INSTRUCTION: Reproduce verbatim the stretch of the listing below that runs from the line containing "TARGET: white bedding" through the line containing "[(741, 575)]", including both of those lines.

──────── ENTRIES PROVIDED ────────

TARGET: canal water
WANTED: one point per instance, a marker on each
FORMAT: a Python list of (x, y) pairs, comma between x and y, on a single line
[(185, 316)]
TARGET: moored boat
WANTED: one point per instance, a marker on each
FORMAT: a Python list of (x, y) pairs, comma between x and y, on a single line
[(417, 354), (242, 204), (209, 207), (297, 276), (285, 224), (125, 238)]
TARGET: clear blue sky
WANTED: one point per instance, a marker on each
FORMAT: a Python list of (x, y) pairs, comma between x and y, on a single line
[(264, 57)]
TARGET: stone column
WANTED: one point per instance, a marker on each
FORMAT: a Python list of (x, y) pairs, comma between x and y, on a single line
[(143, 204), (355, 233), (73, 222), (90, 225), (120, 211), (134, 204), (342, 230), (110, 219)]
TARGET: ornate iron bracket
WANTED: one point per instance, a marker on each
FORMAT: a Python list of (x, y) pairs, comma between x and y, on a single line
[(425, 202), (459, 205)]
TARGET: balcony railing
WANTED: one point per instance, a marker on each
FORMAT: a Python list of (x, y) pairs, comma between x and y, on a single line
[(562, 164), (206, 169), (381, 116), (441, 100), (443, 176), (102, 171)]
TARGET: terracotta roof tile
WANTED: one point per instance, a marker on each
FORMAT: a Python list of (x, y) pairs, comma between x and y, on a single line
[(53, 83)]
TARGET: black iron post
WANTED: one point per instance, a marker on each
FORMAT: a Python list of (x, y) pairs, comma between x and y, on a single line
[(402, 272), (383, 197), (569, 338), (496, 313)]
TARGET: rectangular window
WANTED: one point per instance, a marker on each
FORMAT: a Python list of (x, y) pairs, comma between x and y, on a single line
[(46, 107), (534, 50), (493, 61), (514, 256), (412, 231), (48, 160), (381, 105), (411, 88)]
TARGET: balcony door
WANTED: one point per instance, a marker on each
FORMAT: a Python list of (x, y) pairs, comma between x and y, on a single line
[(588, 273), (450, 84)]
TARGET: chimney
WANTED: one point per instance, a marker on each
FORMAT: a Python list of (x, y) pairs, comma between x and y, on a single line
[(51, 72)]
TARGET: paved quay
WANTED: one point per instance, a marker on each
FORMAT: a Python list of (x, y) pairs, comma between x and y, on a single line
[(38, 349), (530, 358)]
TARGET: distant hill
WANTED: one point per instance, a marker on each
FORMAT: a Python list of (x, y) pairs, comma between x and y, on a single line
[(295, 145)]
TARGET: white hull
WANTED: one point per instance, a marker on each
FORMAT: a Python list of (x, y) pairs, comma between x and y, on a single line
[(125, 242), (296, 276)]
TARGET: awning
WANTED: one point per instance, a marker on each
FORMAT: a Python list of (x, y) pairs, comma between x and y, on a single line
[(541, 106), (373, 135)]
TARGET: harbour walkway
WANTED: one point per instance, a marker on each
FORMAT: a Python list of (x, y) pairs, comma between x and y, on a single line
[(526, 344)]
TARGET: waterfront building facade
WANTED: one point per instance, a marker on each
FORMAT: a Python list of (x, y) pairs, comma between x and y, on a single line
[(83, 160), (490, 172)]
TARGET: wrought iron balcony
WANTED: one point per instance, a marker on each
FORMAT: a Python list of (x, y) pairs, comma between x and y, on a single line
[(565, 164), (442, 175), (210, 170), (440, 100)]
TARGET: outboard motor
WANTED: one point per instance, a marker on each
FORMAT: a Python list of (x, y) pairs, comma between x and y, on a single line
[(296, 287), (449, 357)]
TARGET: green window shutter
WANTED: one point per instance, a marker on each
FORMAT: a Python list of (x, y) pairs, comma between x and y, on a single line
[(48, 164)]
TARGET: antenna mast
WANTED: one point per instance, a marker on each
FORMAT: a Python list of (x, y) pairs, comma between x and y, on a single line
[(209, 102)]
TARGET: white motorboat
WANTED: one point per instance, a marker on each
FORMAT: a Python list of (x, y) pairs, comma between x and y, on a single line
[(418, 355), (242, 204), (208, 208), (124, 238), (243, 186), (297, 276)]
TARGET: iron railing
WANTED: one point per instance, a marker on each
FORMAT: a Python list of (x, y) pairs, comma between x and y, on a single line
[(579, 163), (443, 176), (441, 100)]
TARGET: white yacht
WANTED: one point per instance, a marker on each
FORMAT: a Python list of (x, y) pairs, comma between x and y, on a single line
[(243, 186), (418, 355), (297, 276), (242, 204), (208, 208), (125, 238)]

────────
──────── ENTRIES PROVIDED ────────

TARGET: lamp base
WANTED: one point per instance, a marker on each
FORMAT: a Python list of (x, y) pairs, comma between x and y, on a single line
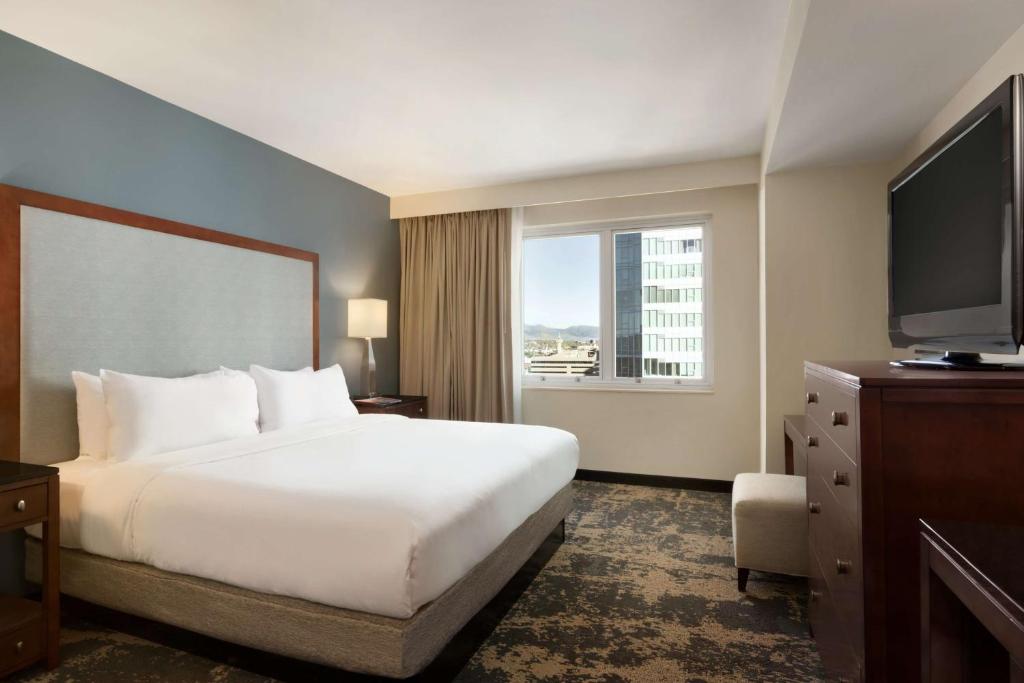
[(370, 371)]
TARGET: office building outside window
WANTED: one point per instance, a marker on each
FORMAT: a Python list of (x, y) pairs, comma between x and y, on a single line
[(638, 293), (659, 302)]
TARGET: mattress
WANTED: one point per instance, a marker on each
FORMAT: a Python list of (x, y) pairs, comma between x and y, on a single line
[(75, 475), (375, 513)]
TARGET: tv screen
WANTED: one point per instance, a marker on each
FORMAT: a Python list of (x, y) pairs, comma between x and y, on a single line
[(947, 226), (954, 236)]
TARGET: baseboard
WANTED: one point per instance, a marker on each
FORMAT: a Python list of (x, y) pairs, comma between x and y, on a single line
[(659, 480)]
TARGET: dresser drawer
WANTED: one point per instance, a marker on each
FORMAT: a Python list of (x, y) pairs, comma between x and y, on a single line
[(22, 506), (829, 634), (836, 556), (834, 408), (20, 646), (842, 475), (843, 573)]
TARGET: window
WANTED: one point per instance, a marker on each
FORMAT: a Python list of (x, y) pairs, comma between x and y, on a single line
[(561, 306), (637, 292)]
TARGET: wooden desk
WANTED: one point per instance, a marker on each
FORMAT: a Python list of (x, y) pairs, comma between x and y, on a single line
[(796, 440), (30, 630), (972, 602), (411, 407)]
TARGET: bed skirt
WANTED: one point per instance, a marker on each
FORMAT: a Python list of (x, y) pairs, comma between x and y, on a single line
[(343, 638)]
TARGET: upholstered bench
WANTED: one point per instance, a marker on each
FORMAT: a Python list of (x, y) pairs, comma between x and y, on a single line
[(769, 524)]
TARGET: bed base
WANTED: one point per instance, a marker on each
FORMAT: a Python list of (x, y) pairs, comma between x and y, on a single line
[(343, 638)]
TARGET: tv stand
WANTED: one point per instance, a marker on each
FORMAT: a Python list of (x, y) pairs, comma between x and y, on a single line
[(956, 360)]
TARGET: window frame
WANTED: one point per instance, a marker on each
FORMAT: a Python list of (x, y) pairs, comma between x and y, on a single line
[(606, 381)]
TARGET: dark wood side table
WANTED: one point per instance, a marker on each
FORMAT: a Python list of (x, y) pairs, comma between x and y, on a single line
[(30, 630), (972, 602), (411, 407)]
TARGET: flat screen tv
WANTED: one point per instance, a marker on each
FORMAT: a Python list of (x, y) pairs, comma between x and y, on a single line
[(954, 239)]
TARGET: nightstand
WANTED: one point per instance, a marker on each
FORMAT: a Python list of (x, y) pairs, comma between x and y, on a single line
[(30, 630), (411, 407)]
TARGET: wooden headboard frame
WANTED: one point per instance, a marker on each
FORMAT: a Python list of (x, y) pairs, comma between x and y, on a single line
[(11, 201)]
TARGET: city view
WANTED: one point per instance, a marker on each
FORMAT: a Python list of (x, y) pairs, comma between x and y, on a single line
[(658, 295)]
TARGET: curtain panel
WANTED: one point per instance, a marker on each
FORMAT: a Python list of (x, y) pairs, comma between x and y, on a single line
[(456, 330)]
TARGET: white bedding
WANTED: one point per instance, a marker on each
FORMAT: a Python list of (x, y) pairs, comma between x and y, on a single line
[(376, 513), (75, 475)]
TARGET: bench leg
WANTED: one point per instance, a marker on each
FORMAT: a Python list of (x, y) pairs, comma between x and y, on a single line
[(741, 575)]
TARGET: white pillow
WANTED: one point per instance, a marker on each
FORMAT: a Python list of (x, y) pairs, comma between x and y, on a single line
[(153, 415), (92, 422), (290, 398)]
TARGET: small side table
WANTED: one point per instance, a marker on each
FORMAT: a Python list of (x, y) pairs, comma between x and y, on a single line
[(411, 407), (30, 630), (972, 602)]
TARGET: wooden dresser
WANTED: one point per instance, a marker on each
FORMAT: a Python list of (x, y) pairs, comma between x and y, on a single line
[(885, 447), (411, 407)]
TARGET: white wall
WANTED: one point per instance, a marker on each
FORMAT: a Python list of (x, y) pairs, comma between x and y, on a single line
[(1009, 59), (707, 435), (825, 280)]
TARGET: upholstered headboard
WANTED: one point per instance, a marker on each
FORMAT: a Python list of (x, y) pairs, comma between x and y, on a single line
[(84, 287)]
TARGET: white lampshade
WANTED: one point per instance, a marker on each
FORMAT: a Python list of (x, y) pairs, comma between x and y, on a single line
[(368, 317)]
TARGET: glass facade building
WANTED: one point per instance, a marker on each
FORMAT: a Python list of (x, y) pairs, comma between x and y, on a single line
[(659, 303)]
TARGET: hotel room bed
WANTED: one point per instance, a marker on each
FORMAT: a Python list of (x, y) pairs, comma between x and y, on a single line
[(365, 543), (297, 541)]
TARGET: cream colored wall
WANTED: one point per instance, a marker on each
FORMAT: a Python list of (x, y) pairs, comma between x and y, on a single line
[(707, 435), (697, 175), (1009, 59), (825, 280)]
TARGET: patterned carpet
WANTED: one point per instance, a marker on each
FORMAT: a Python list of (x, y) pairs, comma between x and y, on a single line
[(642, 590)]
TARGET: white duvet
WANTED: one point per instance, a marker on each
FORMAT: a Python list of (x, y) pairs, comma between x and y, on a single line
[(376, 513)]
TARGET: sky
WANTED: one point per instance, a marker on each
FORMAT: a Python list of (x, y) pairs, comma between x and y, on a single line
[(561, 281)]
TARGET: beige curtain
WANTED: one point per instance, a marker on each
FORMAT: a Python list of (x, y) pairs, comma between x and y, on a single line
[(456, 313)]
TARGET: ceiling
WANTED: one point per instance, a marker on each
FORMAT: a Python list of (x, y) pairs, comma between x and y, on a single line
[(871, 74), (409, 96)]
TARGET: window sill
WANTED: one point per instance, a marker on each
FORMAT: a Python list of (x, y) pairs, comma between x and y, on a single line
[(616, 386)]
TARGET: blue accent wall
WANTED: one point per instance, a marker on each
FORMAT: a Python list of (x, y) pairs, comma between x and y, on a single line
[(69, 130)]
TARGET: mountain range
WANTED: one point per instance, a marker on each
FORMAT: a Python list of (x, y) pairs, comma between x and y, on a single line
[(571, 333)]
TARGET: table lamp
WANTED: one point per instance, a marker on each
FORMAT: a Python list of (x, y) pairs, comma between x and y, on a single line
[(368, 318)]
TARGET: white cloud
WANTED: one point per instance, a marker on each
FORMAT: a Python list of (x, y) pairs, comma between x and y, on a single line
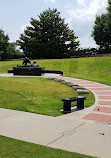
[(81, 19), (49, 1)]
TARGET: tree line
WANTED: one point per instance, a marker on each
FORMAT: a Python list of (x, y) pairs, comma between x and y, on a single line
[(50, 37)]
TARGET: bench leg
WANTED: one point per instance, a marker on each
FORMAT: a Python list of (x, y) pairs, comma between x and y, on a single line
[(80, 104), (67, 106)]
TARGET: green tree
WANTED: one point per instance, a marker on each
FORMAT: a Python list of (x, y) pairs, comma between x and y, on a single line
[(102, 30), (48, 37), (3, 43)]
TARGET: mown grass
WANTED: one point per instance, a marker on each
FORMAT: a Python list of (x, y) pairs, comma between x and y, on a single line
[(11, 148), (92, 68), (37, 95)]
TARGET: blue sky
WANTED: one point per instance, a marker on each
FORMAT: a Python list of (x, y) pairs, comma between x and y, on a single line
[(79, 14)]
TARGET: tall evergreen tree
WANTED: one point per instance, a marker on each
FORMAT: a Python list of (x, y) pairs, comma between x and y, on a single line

────────

FULL ANSWER:
TARGET: white bedding
WANTED: one point per instance, a marker on each
FORMAT: a Python list of (x, y) pairs, comma between x and y, on a single line
[(376, 513), (75, 475)]
TARGET: bench leg
WANTED: one point per instance, a marker on each
FORMAT: a Python list of (x, y) pairs, comma between x and y, on a single line
[(741, 575)]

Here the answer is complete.